» **Work order A**
In the journal entry, whose challenge was to write more complex sentences?
» **Work order B**
Copy the stretch of the journal entry from "Sparks of Joy" through "strays above C.", replacing "Snow" with "Hail".

» **Text passage**
§ §
It’s beginning to look a lot like…oh, wait. It’s almost May

Spring (ha, ha) and the Mesa View Moon

Friday gratefuls: Grif. Second generation Coloradan, 4th generation Norwegian with cousins (distant) in Minnesota. Alan and the central coast wineries. Bivouac coffee’s espresso blend. The Bread Lounge and its multi-grain sourdough. Thursday mussar. Rebecca and Leslie. Kathy, another fellow traveler on the cancer journey. Campfire grill’s truffle mac and cheese.

Sparks of Joy and Awe: Yet more Snow

One brief, shining moment: This challenge of Mark’s, to write more complex sentences, ones that glitter and shine on the page, perhaps sentences that belong more in novels written by really good writers, has stretched me, made me put writing in a new key, perhaps B sharp where my voice rarely strays above C.
§ §
» **Source material**
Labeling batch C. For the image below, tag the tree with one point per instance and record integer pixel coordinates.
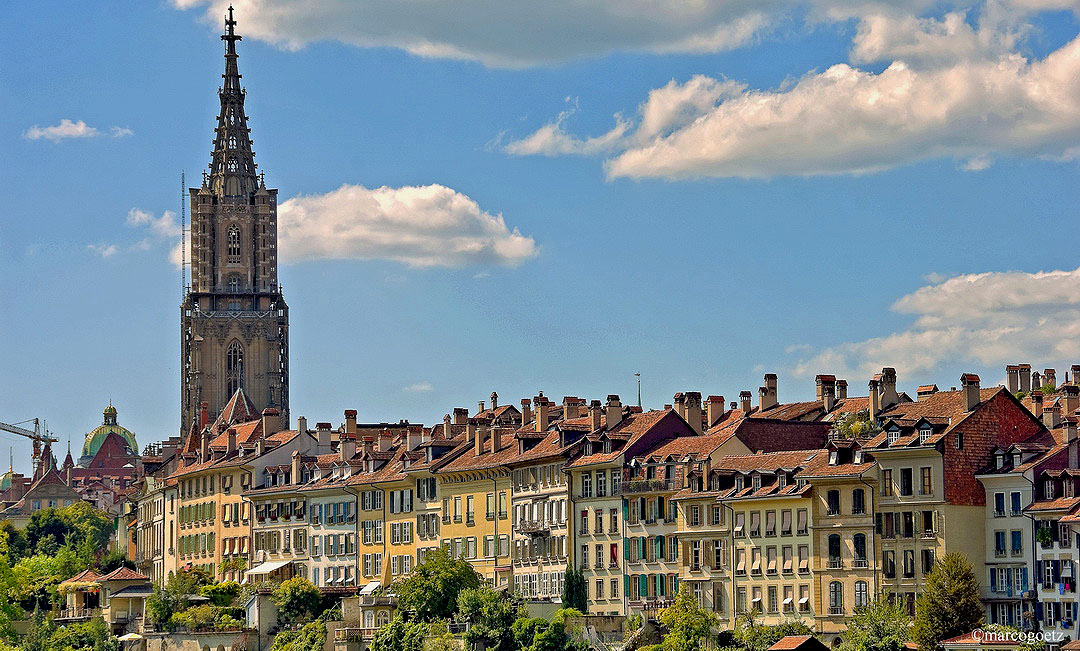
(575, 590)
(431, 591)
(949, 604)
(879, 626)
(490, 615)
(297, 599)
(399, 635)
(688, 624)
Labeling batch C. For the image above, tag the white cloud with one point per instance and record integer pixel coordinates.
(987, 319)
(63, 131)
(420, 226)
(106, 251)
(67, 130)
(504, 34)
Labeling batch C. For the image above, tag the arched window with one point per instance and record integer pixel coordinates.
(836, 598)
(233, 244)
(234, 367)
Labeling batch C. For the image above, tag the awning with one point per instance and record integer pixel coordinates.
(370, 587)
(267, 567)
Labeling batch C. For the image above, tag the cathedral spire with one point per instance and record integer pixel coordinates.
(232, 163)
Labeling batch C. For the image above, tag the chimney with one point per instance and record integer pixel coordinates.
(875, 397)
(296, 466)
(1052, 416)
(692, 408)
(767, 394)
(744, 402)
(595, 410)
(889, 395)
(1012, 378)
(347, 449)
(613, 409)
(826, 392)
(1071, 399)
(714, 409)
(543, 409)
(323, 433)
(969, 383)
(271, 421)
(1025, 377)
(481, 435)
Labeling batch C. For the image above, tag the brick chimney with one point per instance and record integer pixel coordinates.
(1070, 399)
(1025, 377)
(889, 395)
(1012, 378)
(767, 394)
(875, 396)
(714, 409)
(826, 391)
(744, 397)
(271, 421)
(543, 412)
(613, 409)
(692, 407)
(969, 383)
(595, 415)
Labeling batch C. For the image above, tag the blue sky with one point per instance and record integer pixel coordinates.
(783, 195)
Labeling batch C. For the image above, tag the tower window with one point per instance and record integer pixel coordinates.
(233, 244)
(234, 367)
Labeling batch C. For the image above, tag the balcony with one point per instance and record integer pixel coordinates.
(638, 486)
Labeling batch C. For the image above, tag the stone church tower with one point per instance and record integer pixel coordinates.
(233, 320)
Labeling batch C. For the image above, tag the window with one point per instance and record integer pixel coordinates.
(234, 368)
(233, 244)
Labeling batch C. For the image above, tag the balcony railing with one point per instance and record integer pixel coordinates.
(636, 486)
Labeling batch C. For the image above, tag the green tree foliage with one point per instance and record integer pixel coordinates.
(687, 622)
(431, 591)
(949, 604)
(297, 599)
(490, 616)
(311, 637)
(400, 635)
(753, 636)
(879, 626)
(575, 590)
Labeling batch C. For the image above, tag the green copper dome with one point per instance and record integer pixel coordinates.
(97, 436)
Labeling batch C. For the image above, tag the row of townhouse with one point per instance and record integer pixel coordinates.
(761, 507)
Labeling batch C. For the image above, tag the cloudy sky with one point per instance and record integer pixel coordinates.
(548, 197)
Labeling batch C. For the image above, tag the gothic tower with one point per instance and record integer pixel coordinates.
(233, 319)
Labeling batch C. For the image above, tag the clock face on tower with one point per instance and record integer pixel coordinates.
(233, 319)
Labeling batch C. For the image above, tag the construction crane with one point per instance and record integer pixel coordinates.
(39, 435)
§ §
» **Solution A**
Mark's

» **Solution B**
Sparks of Joy and Awe: Yet more Hail

One brief, shining moment: This challenge of Mark’s, to write more complex sentences, ones that glitter and shine on the page, perhaps sentences that belong more in novels written by really good writers, has stretched me, made me put writing in a new key, perhaps B sharp where my voice rarely strays above C.